PROBLEM STATEMENT —
From the line containing "Put a point on every instance of the green coconut;" to the end of the listing, write out every line exactly; leave out everything else.

(Records from a collection)
══════════════════════════════

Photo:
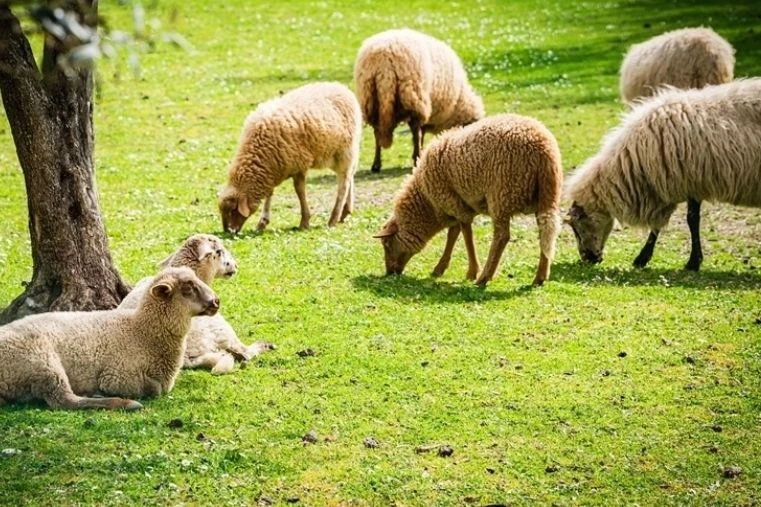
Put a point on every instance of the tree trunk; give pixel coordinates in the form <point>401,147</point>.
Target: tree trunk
<point>51,118</point>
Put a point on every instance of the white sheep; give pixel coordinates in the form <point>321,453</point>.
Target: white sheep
<point>680,145</point>
<point>686,58</point>
<point>67,358</point>
<point>499,166</point>
<point>314,126</point>
<point>408,76</point>
<point>211,342</point>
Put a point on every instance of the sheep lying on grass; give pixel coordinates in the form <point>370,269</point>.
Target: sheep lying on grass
<point>679,145</point>
<point>66,358</point>
<point>211,342</point>
<point>404,75</point>
<point>499,166</point>
<point>686,58</point>
<point>317,125</point>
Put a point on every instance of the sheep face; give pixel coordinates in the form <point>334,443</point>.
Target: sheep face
<point>591,230</point>
<point>397,255</point>
<point>210,249</point>
<point>234,209</point>
<point>180,286</point>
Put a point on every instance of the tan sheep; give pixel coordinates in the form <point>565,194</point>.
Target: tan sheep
<point>408,76</point>
<point>211,342</point>
<point>314,126</point>
<point>686,58</point>
<point>499,166</point>
<point>678,146</point>
<point>66,358</point>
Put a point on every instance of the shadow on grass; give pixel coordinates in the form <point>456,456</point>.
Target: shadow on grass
<point>432,290</point>
<point>598,275</point>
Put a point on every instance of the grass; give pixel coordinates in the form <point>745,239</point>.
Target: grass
<point>607,386</point>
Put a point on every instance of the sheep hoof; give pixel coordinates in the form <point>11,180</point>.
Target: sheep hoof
<point>438,271</point>
<point>132,405</point>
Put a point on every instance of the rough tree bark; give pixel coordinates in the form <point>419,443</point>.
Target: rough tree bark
<point>50,112</point>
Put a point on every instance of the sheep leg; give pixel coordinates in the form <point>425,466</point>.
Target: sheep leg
<point>349,205</point>
<point>647,251</point>
<point>56,391</point>
<point>693,221</point>
<point>206,361</point>
<point>299,184</point>
<point>452,234</point>
<point>71,401</point>
<point>417,139</point>
<point>498,244</point>
<point>265,219</point>
<point>377,160</point>
<point>470,247</point>
<point>344,183</point>
<point>225,365</point>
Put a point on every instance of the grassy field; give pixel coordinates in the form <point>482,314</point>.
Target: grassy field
<point>606,386</point>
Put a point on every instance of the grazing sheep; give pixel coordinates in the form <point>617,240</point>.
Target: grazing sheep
<point>408,76</point>
<point>211,341</point>
<point>686,58</point>
<point>679,145</point>
<point>66,358</point>
<point>314,126</point>
<point>500,166</point>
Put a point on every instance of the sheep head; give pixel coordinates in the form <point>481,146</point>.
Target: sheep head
<point>397,254</point>
<point>234,208</point>
<point>591,229</point>
<point>180,286</point>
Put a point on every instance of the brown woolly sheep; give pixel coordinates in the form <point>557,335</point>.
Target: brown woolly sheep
<point>211,342</point>
<point>408,76</point>
<point>314,126</point>
<point>499,166</point>
<point>681,145</point>
<point>66,358</point>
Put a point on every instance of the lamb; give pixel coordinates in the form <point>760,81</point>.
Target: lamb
<point>679,145</point>
<point>314,126</point>
<point>407,76</point>
<point>67,358</point>
<point>686,58</point>
<point>500,166</point>
<point>211,341</point>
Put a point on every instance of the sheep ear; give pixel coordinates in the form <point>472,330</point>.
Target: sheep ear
<point>389,229</point>
<point>203,250</point>
<point>243,208</point>
<point>161,291</point>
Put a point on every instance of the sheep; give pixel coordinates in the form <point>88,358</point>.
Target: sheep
<point>500,166</point>
<point>686,58</point>
<point>314,126</point>
<point>68,358</point>
<point>211,342</point>
<point>679,145</point>
<point>408,76</point>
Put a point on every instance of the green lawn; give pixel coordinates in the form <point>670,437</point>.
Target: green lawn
<point>606,386</point>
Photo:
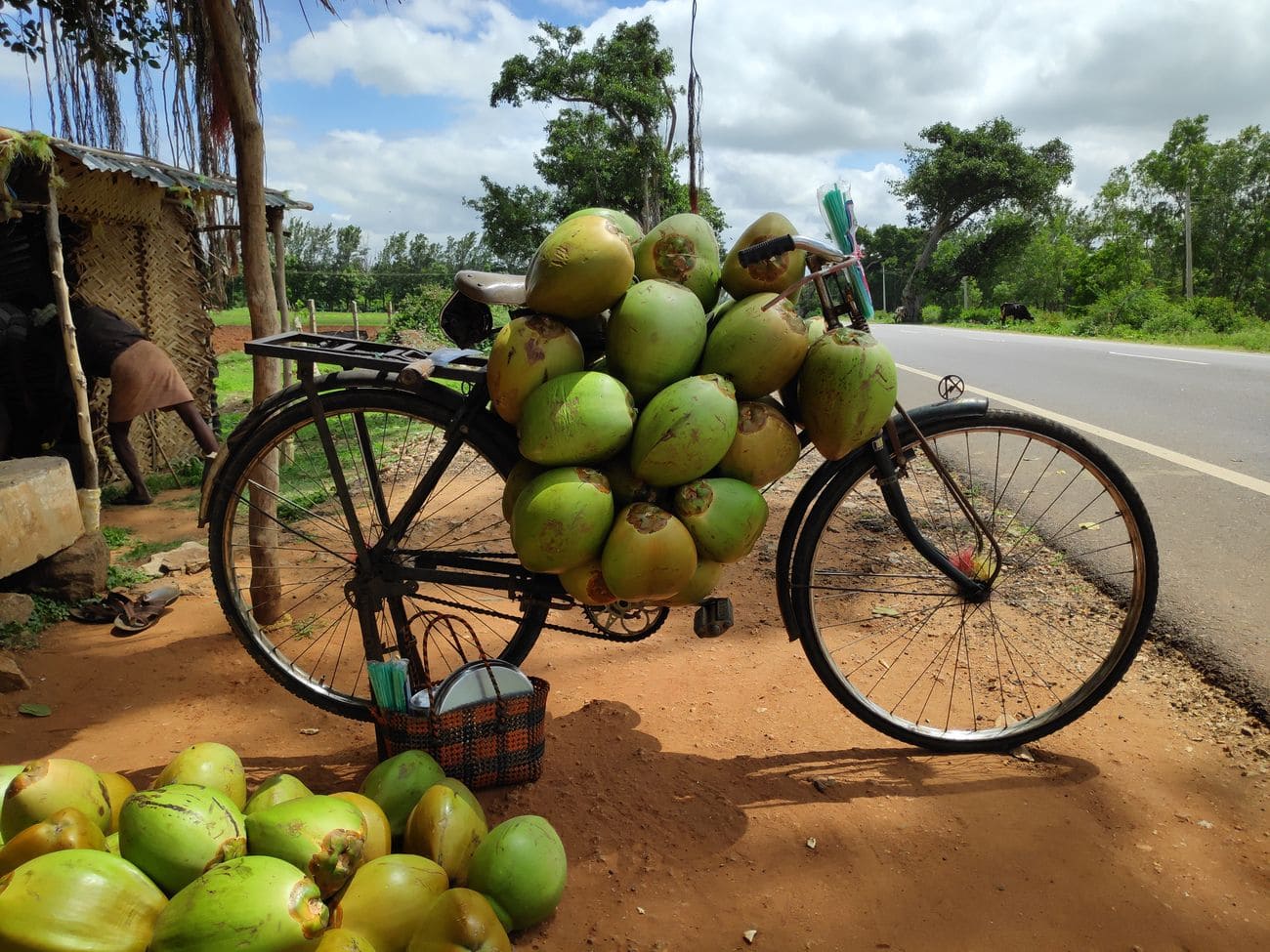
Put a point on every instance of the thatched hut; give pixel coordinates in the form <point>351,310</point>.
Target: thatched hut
<point>139,239</point>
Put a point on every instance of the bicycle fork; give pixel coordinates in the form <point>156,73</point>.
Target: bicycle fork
<point>887,453</point>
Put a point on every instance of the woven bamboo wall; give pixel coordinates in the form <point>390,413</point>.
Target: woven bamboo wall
<point>136,258</point>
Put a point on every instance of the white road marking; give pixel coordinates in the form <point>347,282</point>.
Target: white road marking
<point>1220,473</point>
<point>1152,356</point>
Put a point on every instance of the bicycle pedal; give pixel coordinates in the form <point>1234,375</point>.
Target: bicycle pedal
<point>712,618</point>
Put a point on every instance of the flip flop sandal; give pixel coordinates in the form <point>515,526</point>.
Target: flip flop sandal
<point>101,612</point>
<point>141,614</point>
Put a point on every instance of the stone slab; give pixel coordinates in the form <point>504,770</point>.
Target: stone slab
<point>39,511</point>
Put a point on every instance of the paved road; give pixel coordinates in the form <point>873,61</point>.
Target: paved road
<point>1190,427</point>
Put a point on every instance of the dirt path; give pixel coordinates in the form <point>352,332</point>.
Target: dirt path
<point>690,779</point>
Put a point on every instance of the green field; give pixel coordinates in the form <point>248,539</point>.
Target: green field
<point>239,317</point>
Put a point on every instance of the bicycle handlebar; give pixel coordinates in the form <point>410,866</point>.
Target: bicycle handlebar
<point>787,242</point>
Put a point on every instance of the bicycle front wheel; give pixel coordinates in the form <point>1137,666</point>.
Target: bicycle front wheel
<point>283,546</point>
<point>894,640</point>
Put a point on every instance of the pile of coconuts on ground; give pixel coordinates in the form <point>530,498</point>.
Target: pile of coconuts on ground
<point>651,414</point>
<point>407,863</point>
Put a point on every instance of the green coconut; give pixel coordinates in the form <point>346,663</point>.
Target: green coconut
<point>630,228</point>
<point>521,868</point>
<point>649,554</point>
<point>725,517</point>
<point>460,919</point>
<point>42,787</point>
<point>846,390</point>
<point>178,832</point>
<point>398,782</point>
<point>528,352</point>
<point>66,829</point>
<point>684,250</point>
<point>445,828</point>
<point>388,897</point>
<point>208,765</point>
<point>656,337</point>
<point>625,485</point>
<point>685,431</point>
<point>77,900</point>
<point>343,940</point>
<point>255,902</point>
<point>521,476</point>
<point>7,773</point>
<point>585,583</point>
<point>575,419</point>
<point>766,445</point>
<point>757,350</point>
<point>321,836</point>
<point>275,790</point>
<point>580,269</point>
<point>816,328</point>
<point>562,519</point>
<point>770,274</point>
<point>702,583</point>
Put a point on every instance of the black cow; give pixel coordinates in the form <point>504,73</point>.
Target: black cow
<point>1016,311</point>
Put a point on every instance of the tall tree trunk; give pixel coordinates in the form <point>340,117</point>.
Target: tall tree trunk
<point>261,300</point>
<point>909,296</point>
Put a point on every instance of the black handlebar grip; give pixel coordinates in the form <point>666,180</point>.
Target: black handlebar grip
<point>765,249</point>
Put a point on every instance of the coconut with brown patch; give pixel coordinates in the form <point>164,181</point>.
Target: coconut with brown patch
<point>526,353</point>
<point>846,390</point>
<point>766,445</point>
<point>562,519</point>
<point>758,344</point>
<point>649,554</point>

══════════════════════════════

SOLUTION BELOW —
Put a point on every instance of the green coconut; give pixel coordinates in the form <point>346,663</point>.
Target: green coconut
<point>630,228</point>
<point>521,868</point>
<point>649,554</point>
<point>725,517</point>
<point>460,919</point>
<point>42,787</point>
<point>846,390</point>
<point>178,832</point>
<point>398,782</point>
<point>528,352</point>
<point>66,829</point>
<point>684,250</point>
<point>445,828</point>
<point>388,897</point>
<point>208,765</point>
<point>656,337</point>
<point>625,485</point>
<point>685,431</point>
<point>77,900</point>
<point>343,940</point>
<point>255,902</point>
<point>521,476</point>
<point>7,773</point>
<point>585,583</point>
<point>575,419</point>
<point>766,445</point>
<point>757,350</point>
<point>321,836</point>
<point>275,790</point>
<point>580,269</point>
<point>816,328</point>
<point>562,519</point>
<point>770,274</point>
<point>702,583</point>
Put a point on every instance of the black cow; give pixel coordinates in the form <point>504,73</point>.
Target: black cow
<point>1016,311</point>
Put a point on every instance of the tall tree trunk; give pixel coordinates in the form <point>340,117</point>.
Target: tall tree trunk
<point>261,300</point>
<point>909,296</point>
Put a point on every instance of the black handlebar grip; give pixel coordinates in the form <point>666,180</point>.
Target: black handlebar grip
<point>765,249</point>
Put a point on every instance of the coconut with brown patch; give pixel coordinates in the form <point>164,181</point>.
Target: coconut with brown patch
<point>526,353</point>
<point>846,390</point>
<point>766,445</point>
<point>562,519</point>
<point>758,344</point>
<point>649,554</point>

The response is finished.